PROBLEM DESCRIPTION => Make an exact copy of all the records.

Location annotation dataset excerpts =>
┄┄┄┄┄┄
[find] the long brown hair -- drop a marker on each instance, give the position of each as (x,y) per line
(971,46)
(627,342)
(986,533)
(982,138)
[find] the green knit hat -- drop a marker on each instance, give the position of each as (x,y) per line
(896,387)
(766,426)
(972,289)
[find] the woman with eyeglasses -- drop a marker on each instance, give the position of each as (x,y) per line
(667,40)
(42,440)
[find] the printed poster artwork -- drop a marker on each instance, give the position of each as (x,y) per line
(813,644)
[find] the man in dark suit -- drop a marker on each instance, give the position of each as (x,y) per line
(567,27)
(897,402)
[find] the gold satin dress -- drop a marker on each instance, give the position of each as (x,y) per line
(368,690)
┄┄┄┄┄┄
TASK ANSWER =>
[find] the long brown hair -- drop a marker on each instance, give the position of each as (x,y) per line
(971,46)
(627,342)
(986,533)
(982,138)
[find] the green knit hat -- drop a marker on each instance, give the position of each as (x,y) per line
(896,387)
(766,426)
(972,289)
[find] the woman with eyeglasses -- drop a marker on each instance, give the position of each as (x,y) per line
(667,40)
(42,440)
[find] the printed poster artwork -- drop a marker on each instance, give the position of each as (x,y) per line
(813,644)
[find] the man in dark suit -- drop a marker on each instance, give the position of each as (x,y) per line
(567,27)
(897,402)
[find] the gold satin dress -- drop a marker on each instance, give the position of each as (x,y) per line
(368,690)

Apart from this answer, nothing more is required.